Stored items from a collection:
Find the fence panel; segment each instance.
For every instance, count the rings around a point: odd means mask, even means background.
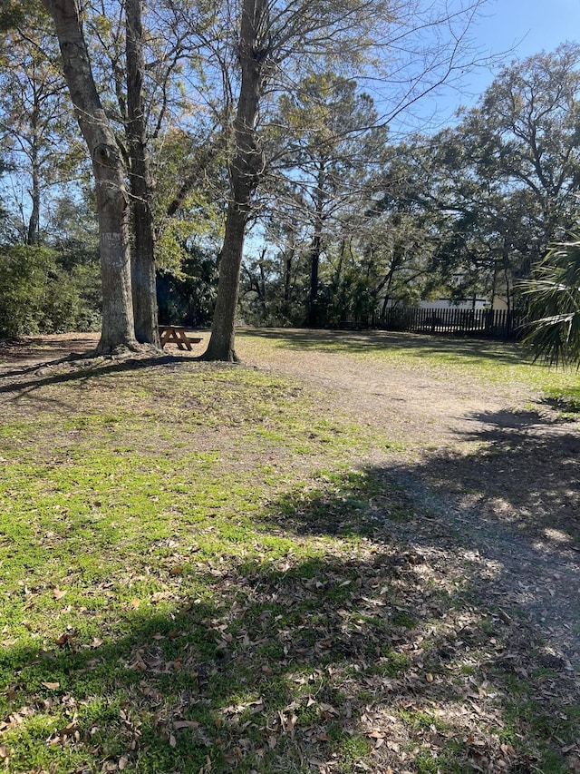
[[[523,325],[523,315],[507,309],[391,307],[382,314],[374,313],[367,318],[346,316],[340,327],[513,340],[519,337]]]

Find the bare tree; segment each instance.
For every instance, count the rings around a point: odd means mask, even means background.
[[[98,352],[137,348],[130,284],[129,196],[124,166],[94,83],[77,0],[43,0],[52,15],[64,77],[86,142],[97,191],[102,329]]]
[[[244,237],[270,161],[262,130],[272,95],[295,90],[304,73],[329,67],[343,75],[391,79],[389,107],[377,118],[377,123],[387,123],[466,66],[466,31],[483,2],[225,0],[215,14],[213,37],[211,29],[195,31],[208,52],[208,62],[221,67],[224,104],[231,109],[226,110],[226,122],[232,127],[229,201],[207,358],[237,359]],[[448,38],[442,43],[444,30]]]
[[[131,261],[137,340],[160,347],[157,325],[153,181],[150,169],[143,98],[142,0],[125,0],[127,53],[127,137],[135,249]]]

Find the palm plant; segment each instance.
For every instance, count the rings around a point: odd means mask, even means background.
[[[580,235],[554,245],[520,287],[531,320],[524,343],[536,359],[580,367]]]

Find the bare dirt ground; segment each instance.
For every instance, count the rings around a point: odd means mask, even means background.
[[[569,675],[577,670],[578,423],[561,421],[518,383],[483,386],[457,372],[434,377],[332,347],[302,347],[301,336],[275,349],[261,347],[256,332],[255,340],[244,339],[240,354],[250,366],[314,386],[323,396],[321,411],[340,410],[384,431],[392,449],[377,450],[365,465],[402,487],[422,514],[420,521],[389,524],[392,534],[434,562],[441,551],[462,546],[466,557],[489,568],[478,592],[497,601],[507,619],[529,618],[552,666]],[[333,343],[332,334],[324,336]],[[356,343],[355,334],[349,338]],[[30,379],[35,365],[86,352],[97,338],[54,335],[4,345],[0,377],[4,384]],[[368,341],[361,338],[361,346]],[[197,356],[206,343],[207,337],[191,353],[169,352]]]

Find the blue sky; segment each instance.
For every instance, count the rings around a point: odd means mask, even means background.
[[[580,43],[580,0],[488,0],[469,37],[481,56],[498,56],[498,66],[566,41]],[[460,83],[442,87],[392,121],[392,137],[453,124],[457,110],[476,104],[493,78],[488,67],[466,72]]]
[[[580,42],[580,0],[489,0],[472,30],[474,43],[489,54],[513,49],[505,62],[540,51],[554,51],[566,41]],[[449,94],[456,106],[472,104],[493,80],[493,73],[468,75],[462,94]]]

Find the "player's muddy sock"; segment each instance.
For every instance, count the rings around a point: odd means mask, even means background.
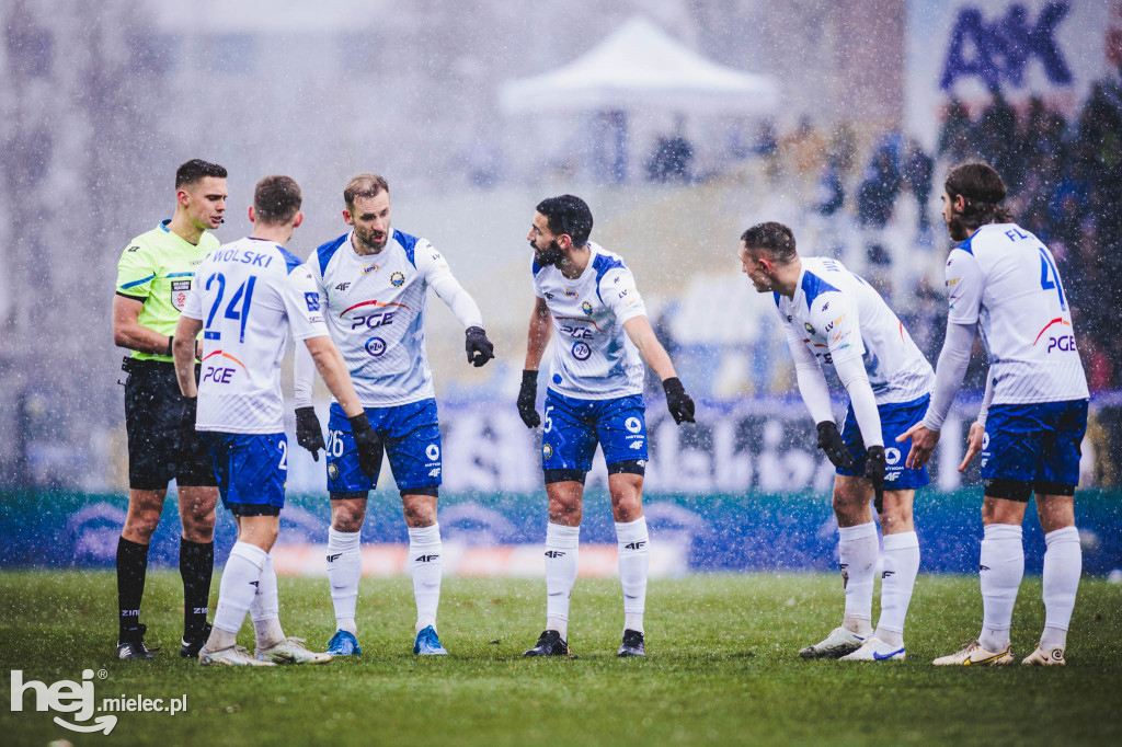
[[[881,619],[876,637],[893,646],[903,645],[904,618],[919,573],[919,538],[914,532],[884,535],[881,568]]]
[[[257,636],[257,647],[268,648],[284,640],[284,628],[280,627],[280,599],[277,596],[277,574],[273,570],[273,553],[265,556],[261,578],[257,583],[257,593],[249,605],[249,617],[254,620],[254,635]]]
[[[415,633],[436,625],[443,555],[440,524],[410,527],[410,573],[413,575],[413,597],[417,602]]]
[[[1045,651],[1067,645],[1067,626],[1075,609],[1075,594],[1083,573],[1083,548],[1079,531],[1066,526],[1045,535],[1045,631],[1040,646]]]
[[[634,522],[616,522],[619,551],[619,583],[624,589],[624,629],[643,633],[643,610],[646,607],[646,575],[651,565],[651,538],[646,517]]]
[[[237,635],[246,619],[249,606],[254,603],[261,571],[268,555],[248,542],[237,542],[230,551],[230,559],[222,569],[222,581],[218,590],[218,608],[214,610],[214,627]]]
[[[362,579],[360,534],[328,529],[328,583],[331,584],[331,603],[335,608],[335,627],[351,635],[358,634],[355,608],[358,605],[358,583]]]
[[[183,637],[194,639],[206,625],[214,543],[180,540],[180,577],[183,579]]]
[[[859,636],[873,631],[873,575],[879,553],[875,523],[838,527],[838,559],[845,588],[843,625]]]
[[[1023,575],[1021,527],[1012,524],[986,526],[978,560],[982,585],[982,634],[978,643],[986,651],[1004,651],[1009,645],[1013,605]]]
[[[545,627],[569,639],[569,599],[577,582],[580,526],[545,526]]]
[[[117,608],[118,640],[129,640],[138,635],[140,599],[144,598],[144,577],[148,570],[148,545],[117,541]]]

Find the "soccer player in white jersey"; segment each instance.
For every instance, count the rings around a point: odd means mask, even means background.
[[[942,218],[950,238],[962,241],[947,259],[947,338],[927,415],[900,437],[911,439],[909,465],[930,459],[981,329],[990,371],[958,469],[982,452],[982,633],[963,651],[935,660],[940,665],[1013,662],[1009,631],[1024,574],[1021,524],[1033,494],[1047,545],[1045,629],[1022,664],[1064,664],[1083,570],[1075,488],[1087,379],[1056,260],[1013,222],[999,204],[1004,199],[1005,184],[988,164],[960,164],[947,175]]]
[[[328,329],[350,370],[359,400],[385,443],[408,527],[408,564],[417,619],[413,653],[448,652],[436,635],[442,546],[436,523],[441,482],[440,425],[425,349],[429,289],[467,329],[468,362],[480,367],[494,358],[479,307],[448,262],[429,241],[390,227],[389,186],[376,174],[359,174],[343,190],[343,220],[351,230],[307,260],[320,294]],[[324,448],[312,408],[313,371],[307,356],[296,356],[296,434],[319,459]],[[337,631],[328,652],[360,654],[355,608],[362,575],[359,535],[367,495],[377,472],[359,469],[350,426],[332,404],[327,443],[331,527],[328,531],[328,582]],[[378,465],[381,455],[379,451]]]
[[[549,497],[545,529],[545,630],[526,656],[569,655],[569,599],[577,555],[585,476],[599,442],[619,548],[624,634],[619,656],[645,656],[643,611],[650,538],[643,516],[646,418],[643,361],[662,379],[675,423],[693,422],[693,400],[654,336],[635,278],[623,258],[588,240],[592,213],[580,197],[549,197],[537,205],[530,236],[534,250],[534,311],[518,413],[537,427],[537,368],[557,332],[545,395],[542,469]]]
[[[197,453],[205,443],[222,501],[238,522],[213,628],[199,652],[204,665],[331,661],[284,634],[269,554],[279,529],[288,470],[280,359],[289,329],[350,416],[364,467],[373,472],[379,454],[380,444],[323,323],[311,273],[284,248],[304,219],[301,202],[300,187],[287,176],[258,182],[249,209],[252,234],[219,247],[203,260],[176,329],[175,369],[187,398],[181,443],[188,453]],[[194,340],[200,331],[203,363],[196,388]],[[247,611],[257,635],[256,657],[234,645]]]
[[[904,618],[919,572],[912,520],[916,488],[927,470],[908,469],[894,445],[927,409],[935,374],[892,310],[863,278],[834,259],[799,257],[791,229],[761,223],[741,237],[744,273],[771,293],[794,357],[799,393],[818,425],[818,448],[834,463],[834,514],[845,591],[842,625],[799,652],[803,658],[904,658]],[[834,423],[822,363],[833,365],[849,395],[842,432]],[[886,489],[885,489],[886,488]],[[881,618],[872,627],[873,581],[881,518],[884,560]]]

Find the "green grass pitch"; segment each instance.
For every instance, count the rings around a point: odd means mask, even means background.
[[[142,619],[154,662],[113,657],[111,572],[0,573],[4,708],[0,743],[47,745],[695,745],[1088,744],[1122,741],[1122,585],[1085,579],[1067,667],[934,667],[982,616],[977,579],[921,575],[908,661],[803,662],[800,646],[840,618],[836,575],[695,575],[652,581],[647,658],[618,660],[618,582],[578,581],[570,661],[525,660],[542,629],[541,580],[445,579],[447,658],[412,654],[407,579],[364,579],[364,656],[312,667],[203,668],[181,660],[178,574],[151,573]],[[214,581],[218,592],[218,579]],[[875,611],[875,610],[874,610]],[[280,579],[288,635],[322,647],[333,631],[324,579]],[[1013,653],[1043,622],[1040,579],[1014,614]],[[242,645],[252,647],[247,620]],[[10,670],[24,681],[94,680],[98,701],[187,695],[187,712],[118,713],[112,734],[68,732],[54,713],[12,712]]]

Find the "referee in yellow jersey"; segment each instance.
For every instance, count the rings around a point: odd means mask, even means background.
[[[180,458],[183,397],[172,362],[172,335],[195,268],[219,240],[226,213],[226,169],[194,159],[175,172],[175,215],[141,233],[121,252],[113,296],[113,342],[125,359],[125,424],[129,439],[129,513],[117,545],[118,658],[153,658],[144,644],[140,599],[148,543],[159,524],[167,483],[180,492],[180,574],[183,577],[182,656],[197,656],[210,635],[206,605],[214,569],[218,480],[210,454]],[[196,349],[200,345],[196,343]],[[197,376],[197,374],[196,374]]]

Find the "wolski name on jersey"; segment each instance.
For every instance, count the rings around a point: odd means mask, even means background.
[[[263,255],[249,249],[219,249],[212,256],[215,262],[242,262],[252,267],[268,267],[273,255]]]

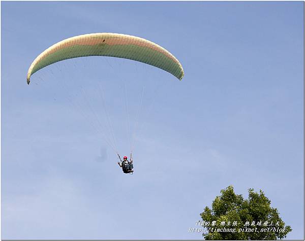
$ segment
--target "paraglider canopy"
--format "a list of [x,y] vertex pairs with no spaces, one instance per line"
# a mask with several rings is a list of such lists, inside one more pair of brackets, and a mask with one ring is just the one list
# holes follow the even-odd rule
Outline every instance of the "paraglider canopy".
[[52,63],[69,58],[89,56],[116,57],[132,59],[165,70],[181,80],[182,65],[169,51],[152,42],[130,35],[89,33],[63,40],[41,53],[30,65],[26,78]]

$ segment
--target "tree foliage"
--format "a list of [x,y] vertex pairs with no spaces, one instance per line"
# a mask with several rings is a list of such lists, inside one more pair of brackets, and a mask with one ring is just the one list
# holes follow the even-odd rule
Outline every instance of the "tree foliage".
[[292,231],[261,190],[249,189],[248,199],[235,194],[232,186],[221,193],[212,209],[206,206],[200,214],[206,240],[277,240]]

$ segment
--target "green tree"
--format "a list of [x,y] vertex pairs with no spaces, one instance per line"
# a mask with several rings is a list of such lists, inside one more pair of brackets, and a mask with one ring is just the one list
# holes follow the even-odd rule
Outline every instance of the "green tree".
[[249,189],[248,199],[235,194],[232,186],[221,193],[212,209],[206,206],[200,214],[206,240],[278,240],[292,231],[261,190]]

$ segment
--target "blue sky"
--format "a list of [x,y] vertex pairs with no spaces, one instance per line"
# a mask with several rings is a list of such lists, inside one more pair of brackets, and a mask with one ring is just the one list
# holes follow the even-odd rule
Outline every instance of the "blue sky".
[[[303,2],[1,5],[3,239],[201,239],[189,228],[229,185],[263,190],[304,238]],[[103,32],[161,45],[185,78],[92,57],[26,84],[46,48]],[[99,84],[122,156],[124,91],[132,124],[144,90],[133,176],[99,132]]]

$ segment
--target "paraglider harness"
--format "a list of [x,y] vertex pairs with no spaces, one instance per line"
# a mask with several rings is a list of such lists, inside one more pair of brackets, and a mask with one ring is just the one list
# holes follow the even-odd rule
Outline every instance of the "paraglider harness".
[[118,158],[119,159],[119,160],[121,161],[121,165],[122,165],[122,169],[123,170],[123,173],[126,173],[126,174],[131,174],[132,175],[133,174],[133,172],[129,172],[128,171],[130,170],[131,169],[129,169],[127,168],[127,163],[126,162],[128,162],[128,163],[130,165],[130,164],[132,163],[131,161],[132,160],[132,153],[130,153],[130,158],[129,159],[129,160],[130,160],[130,161],[122,161],[120,156],[119,156],[119,154],[117,154],[117,156],[118,156]]

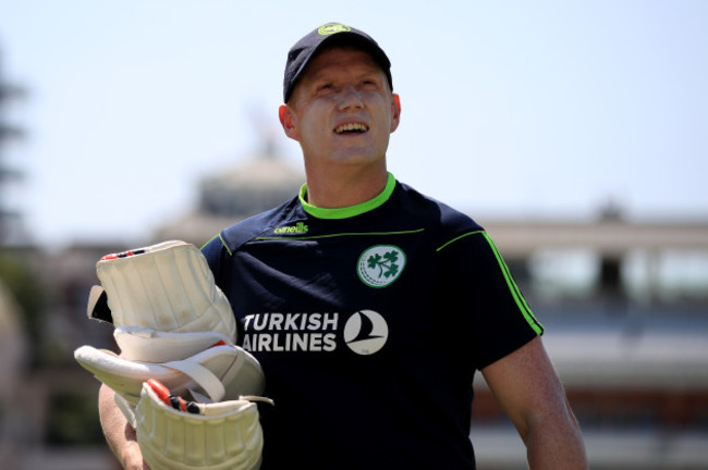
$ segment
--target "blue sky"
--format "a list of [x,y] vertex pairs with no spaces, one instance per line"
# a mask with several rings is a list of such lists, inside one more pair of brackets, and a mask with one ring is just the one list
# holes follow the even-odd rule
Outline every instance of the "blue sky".
[[[257,4],[256,4],[257,3]],[[493,218],[708,219],[708,2],[0,0],[3,195],[42,244],[137,240],[264,132],[288,49],[330,21],[392,60],[389,168]]]

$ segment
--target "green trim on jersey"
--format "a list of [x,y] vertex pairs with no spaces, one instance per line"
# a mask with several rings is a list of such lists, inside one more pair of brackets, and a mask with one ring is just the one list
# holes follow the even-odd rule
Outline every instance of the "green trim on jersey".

WRITTEN INSTRUCTION: Extract every line in the rows above that contains the word "Outline", matching case exactly.

EXERCISE RESPONSE:
Outline every instance of the "paraglider canopy".
Outline every instance of the "tree foliage".
Outline every instance of the "green tree".
Outline every instance of the "blue sky".
Outline every instance of the "paraglider harness".
Outline every instance of the "blue sky".
Outline every instance of the "green trim on jersey".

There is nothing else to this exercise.